* [Passage shown]:
____

And what constitutes “natural” anyway? Humans have been genetically modifying foods through selective breeding for more than 10,000 years. Were it not for these original genetically modified organisms—and today’s more engineered GMOs designed for resistance to pathogens and herbicides and for better nutrient profiles—the planet could sustain only a tiny fraction of its current population. Golden rice, for example, was modified to enhance vitamin A levels, in part, to help Third World children with nutritional deficiencies that have caused millions to go blind. As for health and safety concerns, according to A Decade of EU-Funded GMO Research, a 2010 report published by the European Commission:

The main conclusion to be drawn from the efforts of more than 130 research projects, covering a period of more than 25 years of research, and involving more than 500 independent research groups, is that biotechnology, and in particular GMOs, are notper se more risky than e.g. conventional plant breeding technologies.So why are so many people in a near moral panic over GMOs? One explanation may be found in University of California, Los Angeles, anthropologist Alan Fiske’s four-factor relational model theory of how people and objects interact: (1) communal sharing (equality among people); (2) authority ranking (between superiors and subordinates); (3) equality matching (one-to-one exchange); and (4) market pricing (from barter to money). Our Paleolithic ancestors lived in egalitarian bands in which food was mostly shared equally among members (communal sharing). As these bands and tribes coalesced into chiefdoms and states, unequal distribution of food and other resources became common (authority ranking) until the system shifted to market pricing.

____

* [The data]:
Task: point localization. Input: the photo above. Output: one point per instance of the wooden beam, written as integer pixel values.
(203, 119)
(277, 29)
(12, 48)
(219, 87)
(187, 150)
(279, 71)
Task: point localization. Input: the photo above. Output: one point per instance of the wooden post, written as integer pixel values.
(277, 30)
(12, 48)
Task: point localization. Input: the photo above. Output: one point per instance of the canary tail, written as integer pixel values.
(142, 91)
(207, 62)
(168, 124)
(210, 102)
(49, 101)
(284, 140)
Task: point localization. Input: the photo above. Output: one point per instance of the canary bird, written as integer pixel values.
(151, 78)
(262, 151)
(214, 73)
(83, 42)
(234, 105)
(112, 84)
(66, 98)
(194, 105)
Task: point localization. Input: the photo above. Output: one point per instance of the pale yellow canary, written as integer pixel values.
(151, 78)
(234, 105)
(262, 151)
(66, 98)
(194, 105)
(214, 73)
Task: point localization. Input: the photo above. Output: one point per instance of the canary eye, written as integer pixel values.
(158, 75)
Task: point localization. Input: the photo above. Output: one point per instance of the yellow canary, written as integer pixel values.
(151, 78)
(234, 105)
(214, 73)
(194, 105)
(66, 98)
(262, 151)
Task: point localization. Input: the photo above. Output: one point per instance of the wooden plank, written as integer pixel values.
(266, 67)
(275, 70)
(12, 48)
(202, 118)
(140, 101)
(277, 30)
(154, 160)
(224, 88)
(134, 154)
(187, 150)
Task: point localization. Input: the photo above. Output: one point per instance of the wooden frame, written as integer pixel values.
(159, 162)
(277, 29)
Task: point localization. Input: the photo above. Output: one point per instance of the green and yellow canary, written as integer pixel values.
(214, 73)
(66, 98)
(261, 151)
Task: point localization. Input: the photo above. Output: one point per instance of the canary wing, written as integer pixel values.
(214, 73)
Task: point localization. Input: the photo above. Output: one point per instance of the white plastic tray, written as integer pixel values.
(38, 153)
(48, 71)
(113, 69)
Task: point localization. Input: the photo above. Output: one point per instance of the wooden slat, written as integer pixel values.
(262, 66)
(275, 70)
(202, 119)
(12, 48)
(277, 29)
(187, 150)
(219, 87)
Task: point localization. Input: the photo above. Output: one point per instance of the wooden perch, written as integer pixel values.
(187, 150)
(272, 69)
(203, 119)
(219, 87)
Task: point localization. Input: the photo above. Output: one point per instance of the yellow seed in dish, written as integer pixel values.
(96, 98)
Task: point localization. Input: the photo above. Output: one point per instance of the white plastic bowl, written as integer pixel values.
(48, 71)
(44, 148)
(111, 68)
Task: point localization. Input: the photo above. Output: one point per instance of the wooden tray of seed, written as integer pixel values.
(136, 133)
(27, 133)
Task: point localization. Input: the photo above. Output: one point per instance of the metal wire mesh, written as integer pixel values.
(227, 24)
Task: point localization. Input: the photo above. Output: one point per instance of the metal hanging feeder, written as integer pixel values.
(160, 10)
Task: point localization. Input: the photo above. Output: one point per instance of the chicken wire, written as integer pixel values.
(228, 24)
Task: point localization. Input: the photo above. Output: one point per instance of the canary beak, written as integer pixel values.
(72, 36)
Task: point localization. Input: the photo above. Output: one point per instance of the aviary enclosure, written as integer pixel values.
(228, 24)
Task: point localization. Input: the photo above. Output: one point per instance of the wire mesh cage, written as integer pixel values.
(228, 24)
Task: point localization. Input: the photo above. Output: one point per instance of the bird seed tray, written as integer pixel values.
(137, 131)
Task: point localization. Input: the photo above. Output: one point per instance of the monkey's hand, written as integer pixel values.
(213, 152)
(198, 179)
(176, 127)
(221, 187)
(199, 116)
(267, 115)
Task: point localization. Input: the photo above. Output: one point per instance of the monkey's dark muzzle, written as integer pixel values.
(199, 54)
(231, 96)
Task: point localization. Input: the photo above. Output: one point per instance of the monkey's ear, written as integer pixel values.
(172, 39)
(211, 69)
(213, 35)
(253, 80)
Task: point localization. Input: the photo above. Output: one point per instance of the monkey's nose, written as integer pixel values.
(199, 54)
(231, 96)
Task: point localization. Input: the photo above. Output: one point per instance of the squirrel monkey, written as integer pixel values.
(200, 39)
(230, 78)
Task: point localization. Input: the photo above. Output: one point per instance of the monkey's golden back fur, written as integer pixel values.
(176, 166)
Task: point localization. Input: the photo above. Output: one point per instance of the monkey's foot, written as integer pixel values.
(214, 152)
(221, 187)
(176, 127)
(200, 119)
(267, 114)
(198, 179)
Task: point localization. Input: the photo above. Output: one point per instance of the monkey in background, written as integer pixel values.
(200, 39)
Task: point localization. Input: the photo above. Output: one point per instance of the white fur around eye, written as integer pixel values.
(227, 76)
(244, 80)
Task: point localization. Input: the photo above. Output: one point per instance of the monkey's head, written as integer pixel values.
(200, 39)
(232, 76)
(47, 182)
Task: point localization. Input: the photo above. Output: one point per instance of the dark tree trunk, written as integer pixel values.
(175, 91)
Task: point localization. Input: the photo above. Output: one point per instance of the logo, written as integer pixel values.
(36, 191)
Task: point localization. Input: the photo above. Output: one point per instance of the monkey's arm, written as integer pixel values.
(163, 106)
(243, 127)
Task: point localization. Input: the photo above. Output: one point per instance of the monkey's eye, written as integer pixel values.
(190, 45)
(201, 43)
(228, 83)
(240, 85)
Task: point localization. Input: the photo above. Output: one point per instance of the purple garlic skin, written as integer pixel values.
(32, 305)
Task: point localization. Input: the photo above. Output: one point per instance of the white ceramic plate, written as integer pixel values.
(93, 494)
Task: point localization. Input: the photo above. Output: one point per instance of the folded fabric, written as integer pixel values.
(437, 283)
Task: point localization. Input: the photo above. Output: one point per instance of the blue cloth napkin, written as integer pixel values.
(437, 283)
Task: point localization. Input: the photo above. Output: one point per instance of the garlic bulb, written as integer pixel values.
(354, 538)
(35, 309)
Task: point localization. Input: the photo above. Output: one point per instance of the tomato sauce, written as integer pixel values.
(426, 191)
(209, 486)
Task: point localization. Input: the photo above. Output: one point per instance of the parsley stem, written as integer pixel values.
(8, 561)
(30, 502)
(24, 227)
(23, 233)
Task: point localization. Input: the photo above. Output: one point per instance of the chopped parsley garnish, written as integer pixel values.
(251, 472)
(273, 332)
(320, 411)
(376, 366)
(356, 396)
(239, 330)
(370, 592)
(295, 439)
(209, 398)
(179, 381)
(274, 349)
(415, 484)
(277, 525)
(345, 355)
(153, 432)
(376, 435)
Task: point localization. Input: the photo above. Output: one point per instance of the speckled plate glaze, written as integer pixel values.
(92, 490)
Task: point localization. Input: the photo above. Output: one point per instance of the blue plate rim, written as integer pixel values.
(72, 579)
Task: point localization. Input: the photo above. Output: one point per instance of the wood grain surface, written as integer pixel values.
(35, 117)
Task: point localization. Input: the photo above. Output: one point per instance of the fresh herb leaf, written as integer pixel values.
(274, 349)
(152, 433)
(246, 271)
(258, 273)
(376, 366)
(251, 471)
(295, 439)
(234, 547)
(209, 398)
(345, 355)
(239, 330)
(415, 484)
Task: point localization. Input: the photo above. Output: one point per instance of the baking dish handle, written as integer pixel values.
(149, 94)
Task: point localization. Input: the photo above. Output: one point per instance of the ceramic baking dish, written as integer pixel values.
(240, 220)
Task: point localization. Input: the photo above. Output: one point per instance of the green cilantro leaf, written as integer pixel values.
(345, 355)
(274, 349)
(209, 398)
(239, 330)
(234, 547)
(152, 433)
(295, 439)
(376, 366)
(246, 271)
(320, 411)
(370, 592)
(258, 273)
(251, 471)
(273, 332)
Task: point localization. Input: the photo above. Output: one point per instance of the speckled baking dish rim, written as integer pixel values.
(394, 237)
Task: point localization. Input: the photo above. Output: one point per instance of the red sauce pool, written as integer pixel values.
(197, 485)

____

* [Set of tasks]:
1. How long have humans been genetically modifying foods through selective breeding, according to the passage on GMOs?
2. Using the passage on GMOs, explain why golden rice was modified.
The records have no connection to the passage on GMOs.

* [Solutions to the problems]:
1. For more than 10,000 years.

2. Golden rice was modified to raise its vitamin A levels. Part of the aim was to help Third World children with nutritional deficiencies, which have caused millions to go blind.